● Direction A: Which lines in the rows contain the string "sock"? Collect all of them and copy each line out.
● Direction B: Can you extend the excerpt on controls and procedures, picking up right after its final sentence?

● Selected excerpt:
Item 9A. CONTROLS AND PROCEDURES

     In accordance with Rules 13a-15 and 15d-15 under the Securities Act of 1934, we carried out an evaluation, under the supervision and with the participation of management, including our chief executive officer and chief financial officer, of the effectiveness of our disclosure controls and procedures (as defined in Rules 13a-14(c) and 15d-14(c) under the Securities Exchange Act of 1934) as of the end of the period covered by this report. Based on that evaluation, our chief executive officer and chief financial officer concluded that our disclosure controls and procedures were effective as of December 31, 2003 to provide reasonable assurance that information required to be disclosed in our reports filed or submitted under the Securities Exchange Act of 1934 is recorded, processed, summarized and reported within the time periods specified in the Securities and Exchange Commission’s rules and forms. However, as we have disclosed in this report, we have identified certain matters involving internal controls and operations of our Marine Construction Services segment which, among other things, impact our ability to forecast accurately total costs to complete fixed-price contracts, primarily first-of-a-kind projects, until we have performed all major phases of the work. In addition, our auditors have advised us that these matters are considered a “material weakness” in JRM’s ability to accurately estimate costs to complete first-of-a-kind projects. We have addressed these problems by improving controls throughout the bidding, contracting and project management process, as well as making changes in operating management personnel at JRM. Except for those changes, there has been no change in our internal control over financial reporting that occurred during the three months ended December 31, 2003 that has materially affected, or is reasonably likely to materially affect, our internal control over financial reporting.

Location labeling rows:
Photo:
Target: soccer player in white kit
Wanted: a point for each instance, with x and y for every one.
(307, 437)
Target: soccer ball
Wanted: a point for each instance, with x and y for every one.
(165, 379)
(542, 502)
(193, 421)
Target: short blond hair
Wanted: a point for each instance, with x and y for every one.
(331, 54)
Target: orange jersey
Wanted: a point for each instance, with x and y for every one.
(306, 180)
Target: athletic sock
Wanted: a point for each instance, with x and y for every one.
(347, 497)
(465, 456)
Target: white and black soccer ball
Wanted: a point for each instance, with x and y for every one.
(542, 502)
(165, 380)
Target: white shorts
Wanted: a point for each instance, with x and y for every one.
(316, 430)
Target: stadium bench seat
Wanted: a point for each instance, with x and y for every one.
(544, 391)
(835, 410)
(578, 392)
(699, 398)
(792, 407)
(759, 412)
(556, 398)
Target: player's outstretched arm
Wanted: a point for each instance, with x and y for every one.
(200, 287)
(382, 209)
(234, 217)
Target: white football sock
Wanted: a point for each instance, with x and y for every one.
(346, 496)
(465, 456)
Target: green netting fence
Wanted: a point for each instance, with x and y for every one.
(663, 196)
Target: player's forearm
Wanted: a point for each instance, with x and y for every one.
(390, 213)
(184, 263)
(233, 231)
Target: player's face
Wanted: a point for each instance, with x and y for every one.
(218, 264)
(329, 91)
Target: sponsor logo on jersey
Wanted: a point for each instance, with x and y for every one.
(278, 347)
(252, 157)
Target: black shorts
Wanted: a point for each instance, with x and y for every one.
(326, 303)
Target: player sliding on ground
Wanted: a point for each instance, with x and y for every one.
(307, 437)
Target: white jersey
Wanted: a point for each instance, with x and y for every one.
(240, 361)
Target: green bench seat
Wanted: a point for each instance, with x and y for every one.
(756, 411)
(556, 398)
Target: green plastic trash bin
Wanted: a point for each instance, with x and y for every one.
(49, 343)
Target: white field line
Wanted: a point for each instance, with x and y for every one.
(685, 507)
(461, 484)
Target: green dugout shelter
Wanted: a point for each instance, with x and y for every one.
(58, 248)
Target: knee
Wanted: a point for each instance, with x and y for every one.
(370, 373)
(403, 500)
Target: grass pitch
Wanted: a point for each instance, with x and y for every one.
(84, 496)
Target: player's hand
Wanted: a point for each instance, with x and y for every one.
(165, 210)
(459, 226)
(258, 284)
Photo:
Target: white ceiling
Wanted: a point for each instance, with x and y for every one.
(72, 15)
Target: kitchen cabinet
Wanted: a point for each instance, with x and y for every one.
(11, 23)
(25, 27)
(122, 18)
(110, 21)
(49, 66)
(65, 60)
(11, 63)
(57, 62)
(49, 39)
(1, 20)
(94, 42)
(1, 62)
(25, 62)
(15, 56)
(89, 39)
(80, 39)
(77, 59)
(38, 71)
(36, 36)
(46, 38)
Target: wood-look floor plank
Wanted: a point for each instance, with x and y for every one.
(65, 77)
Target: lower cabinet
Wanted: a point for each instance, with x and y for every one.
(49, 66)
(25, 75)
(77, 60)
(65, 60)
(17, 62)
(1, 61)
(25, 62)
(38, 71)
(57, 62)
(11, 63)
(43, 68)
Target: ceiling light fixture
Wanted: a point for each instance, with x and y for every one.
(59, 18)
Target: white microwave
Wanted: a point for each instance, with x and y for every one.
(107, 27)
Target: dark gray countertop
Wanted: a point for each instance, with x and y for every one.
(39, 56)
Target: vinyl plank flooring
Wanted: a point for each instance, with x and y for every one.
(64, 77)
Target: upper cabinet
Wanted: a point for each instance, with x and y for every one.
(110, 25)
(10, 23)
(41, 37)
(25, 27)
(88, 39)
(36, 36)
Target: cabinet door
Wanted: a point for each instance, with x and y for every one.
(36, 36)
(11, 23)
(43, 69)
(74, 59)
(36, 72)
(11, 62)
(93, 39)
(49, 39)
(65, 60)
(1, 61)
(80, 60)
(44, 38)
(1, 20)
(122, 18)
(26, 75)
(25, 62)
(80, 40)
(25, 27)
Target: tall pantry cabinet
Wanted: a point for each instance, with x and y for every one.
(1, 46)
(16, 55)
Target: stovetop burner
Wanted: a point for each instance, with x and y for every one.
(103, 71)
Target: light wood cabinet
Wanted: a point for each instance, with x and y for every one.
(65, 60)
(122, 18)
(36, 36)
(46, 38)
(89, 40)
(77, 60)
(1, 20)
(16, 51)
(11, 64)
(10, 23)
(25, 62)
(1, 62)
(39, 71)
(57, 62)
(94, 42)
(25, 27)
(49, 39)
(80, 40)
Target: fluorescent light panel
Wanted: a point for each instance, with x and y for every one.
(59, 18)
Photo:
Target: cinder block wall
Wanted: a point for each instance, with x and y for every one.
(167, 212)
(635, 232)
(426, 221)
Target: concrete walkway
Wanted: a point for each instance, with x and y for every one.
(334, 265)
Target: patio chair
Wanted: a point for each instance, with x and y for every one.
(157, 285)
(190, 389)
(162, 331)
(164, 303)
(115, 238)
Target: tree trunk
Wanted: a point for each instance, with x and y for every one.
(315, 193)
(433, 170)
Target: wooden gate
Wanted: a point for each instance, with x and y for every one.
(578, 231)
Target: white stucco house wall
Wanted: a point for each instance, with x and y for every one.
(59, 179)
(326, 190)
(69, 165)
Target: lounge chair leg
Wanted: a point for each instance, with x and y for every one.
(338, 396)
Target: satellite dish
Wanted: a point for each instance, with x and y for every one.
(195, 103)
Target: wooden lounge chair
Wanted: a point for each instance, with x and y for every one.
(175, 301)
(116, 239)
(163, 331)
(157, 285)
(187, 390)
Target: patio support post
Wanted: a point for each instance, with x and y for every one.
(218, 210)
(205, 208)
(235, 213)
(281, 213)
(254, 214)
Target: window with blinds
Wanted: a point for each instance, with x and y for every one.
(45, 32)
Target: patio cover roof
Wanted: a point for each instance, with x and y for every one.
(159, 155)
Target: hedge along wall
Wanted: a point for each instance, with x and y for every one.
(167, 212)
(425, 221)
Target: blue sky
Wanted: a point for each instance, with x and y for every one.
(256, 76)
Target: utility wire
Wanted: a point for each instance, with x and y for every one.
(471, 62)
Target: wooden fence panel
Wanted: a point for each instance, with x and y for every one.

● Written answer A:
Target: athletic sock
Target: white football sock

● Written answer B:
P A R T I I I

Item 10. DIRECTORS AND EXECUTIVE OFFICERS OF THE REGISTRANT

     The information required by this item with respect to directors and executive officers is incorporated by reference to the material appearing under the headings “Election of Directors” and “Executive Officers” in the Proxy Statement for our 2004 Annual Meeting of Stockholders.

Item 11. EXECUTIVE COMPENSATION

     The information required by this item is incorporated by reference to the material appearing under the heading “Compensation of Executive Officers” in the Proxy Statement for our 2004 Annual Meeting of Stockholders.

Item 12. SECURITY OWNERSHIP OF CERTAIN BENEFICIAL OWNERS AND MANAGEMENT AND RELATED STOCKHOLDER MATTERS

     The information required by this item is incorporated by reference to (1) the final table appearing in Item 5 – “Market for the Registrant’s Common Equity and Related Stockholder Matters” in Part II of this report and (2) the material appearing under the headings “Security Ownership of Directors and Executive Officers” and “Security Ownership of Certain Beneficial Owners” in the Proxy Statement for our 2004 Annual Meeting of Stockholders.

Item 13. CERTAIN RELATIONSHIPS AND RELATED TRANSACTIONS

     The information in Note 11 to our consolidated financial statements included in this report is incorporated by reference.

Item 14. PRINCIPAL ACCOUNTANT FEES AND SERVICES

     The information required by this item is incorporated by reference to the material appearing under the heading “Ratification of Retention of Independent Accountants for Fiscal Year 2004” in the Proxy Statement for our 2004 Annual Meeting of Stockholders.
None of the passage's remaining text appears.